Data section:
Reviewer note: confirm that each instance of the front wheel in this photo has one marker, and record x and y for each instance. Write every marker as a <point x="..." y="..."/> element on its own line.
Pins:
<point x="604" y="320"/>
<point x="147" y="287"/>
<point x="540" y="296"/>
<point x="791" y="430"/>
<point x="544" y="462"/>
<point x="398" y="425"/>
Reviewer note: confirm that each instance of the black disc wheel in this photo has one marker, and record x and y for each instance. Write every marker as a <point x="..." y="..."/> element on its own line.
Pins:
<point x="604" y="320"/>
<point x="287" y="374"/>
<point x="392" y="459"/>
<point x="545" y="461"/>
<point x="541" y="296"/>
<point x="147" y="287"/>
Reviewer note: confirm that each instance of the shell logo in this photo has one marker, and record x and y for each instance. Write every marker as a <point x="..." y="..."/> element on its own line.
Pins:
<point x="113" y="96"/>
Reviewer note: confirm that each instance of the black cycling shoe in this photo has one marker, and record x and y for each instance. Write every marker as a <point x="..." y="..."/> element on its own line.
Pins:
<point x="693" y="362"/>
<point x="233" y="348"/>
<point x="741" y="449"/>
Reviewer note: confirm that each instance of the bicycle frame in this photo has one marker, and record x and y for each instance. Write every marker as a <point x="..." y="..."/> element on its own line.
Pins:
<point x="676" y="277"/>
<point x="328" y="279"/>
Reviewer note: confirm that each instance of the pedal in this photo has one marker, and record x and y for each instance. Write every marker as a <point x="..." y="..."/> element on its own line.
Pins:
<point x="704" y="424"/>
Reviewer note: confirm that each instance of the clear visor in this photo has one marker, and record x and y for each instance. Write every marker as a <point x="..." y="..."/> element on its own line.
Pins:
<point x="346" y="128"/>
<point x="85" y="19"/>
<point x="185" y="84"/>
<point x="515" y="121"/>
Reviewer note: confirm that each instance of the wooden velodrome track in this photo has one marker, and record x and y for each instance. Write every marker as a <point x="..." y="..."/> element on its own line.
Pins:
==
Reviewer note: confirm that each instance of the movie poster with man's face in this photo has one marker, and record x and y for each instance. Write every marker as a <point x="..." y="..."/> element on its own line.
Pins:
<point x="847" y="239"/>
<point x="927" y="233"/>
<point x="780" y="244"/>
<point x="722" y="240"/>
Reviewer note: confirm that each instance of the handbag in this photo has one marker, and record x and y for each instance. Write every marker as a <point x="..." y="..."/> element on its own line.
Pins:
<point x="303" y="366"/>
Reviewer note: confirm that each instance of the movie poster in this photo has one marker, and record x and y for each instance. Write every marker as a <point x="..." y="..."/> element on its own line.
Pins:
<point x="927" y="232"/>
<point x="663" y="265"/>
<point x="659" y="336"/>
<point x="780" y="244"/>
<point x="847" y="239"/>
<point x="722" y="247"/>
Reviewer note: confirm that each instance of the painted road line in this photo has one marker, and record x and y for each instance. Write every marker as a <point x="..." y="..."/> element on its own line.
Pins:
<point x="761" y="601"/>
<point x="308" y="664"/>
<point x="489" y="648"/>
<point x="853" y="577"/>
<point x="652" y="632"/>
---
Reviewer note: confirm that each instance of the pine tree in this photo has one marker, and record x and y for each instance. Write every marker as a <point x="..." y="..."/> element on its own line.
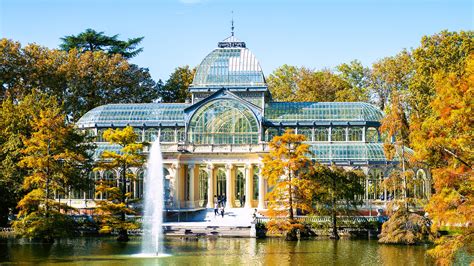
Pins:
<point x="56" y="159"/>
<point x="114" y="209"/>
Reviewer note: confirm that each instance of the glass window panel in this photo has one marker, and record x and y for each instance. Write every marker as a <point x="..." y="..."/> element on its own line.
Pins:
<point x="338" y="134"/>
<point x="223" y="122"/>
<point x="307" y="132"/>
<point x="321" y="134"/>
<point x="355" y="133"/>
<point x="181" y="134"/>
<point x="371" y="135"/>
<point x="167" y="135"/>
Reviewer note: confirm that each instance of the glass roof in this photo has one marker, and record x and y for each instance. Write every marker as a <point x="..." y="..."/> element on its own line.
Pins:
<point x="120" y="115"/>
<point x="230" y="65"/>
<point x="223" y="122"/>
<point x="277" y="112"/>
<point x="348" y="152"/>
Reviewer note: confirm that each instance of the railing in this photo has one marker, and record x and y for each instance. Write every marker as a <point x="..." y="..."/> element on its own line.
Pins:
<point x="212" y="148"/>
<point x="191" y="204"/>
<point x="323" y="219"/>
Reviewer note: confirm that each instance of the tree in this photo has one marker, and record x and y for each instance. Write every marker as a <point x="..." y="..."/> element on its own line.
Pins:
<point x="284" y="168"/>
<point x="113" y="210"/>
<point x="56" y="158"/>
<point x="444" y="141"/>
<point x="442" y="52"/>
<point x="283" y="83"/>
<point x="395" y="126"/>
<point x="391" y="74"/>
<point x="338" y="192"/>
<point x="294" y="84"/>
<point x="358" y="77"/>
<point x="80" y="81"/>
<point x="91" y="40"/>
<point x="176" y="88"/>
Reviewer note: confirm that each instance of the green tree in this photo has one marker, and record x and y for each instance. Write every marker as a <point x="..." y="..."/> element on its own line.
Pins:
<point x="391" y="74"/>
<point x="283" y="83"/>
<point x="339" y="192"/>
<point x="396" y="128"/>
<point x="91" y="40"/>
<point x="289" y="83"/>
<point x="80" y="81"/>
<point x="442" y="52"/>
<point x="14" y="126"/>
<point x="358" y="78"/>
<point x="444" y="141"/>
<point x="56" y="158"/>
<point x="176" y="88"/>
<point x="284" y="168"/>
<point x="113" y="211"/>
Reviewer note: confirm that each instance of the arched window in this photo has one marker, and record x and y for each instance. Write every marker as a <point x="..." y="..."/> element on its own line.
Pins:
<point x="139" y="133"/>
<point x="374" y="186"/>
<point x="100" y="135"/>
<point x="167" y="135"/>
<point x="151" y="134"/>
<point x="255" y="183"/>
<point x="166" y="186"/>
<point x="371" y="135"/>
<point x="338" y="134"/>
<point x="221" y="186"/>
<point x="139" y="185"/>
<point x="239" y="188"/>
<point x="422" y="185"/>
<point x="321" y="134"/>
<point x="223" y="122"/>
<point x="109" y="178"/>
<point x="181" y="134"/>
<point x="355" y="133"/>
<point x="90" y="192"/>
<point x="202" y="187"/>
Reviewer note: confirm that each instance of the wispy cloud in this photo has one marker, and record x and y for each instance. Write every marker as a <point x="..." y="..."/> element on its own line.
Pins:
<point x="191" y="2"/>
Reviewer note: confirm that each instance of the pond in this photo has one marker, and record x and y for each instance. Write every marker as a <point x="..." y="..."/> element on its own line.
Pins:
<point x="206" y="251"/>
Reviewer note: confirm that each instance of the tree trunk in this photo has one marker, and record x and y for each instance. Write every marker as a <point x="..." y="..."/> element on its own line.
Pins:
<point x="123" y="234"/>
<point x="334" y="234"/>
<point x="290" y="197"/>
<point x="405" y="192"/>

Aim: Pull out every line in the rows above that contains the word "pedal", copying each line in full. Case counts.

Full response:
Reviewer note: confirm that each instance of the pedal in this photo has one marker, and record x and y for each instance. Write every marker as a <point x="..." y="..."/> element on its own line.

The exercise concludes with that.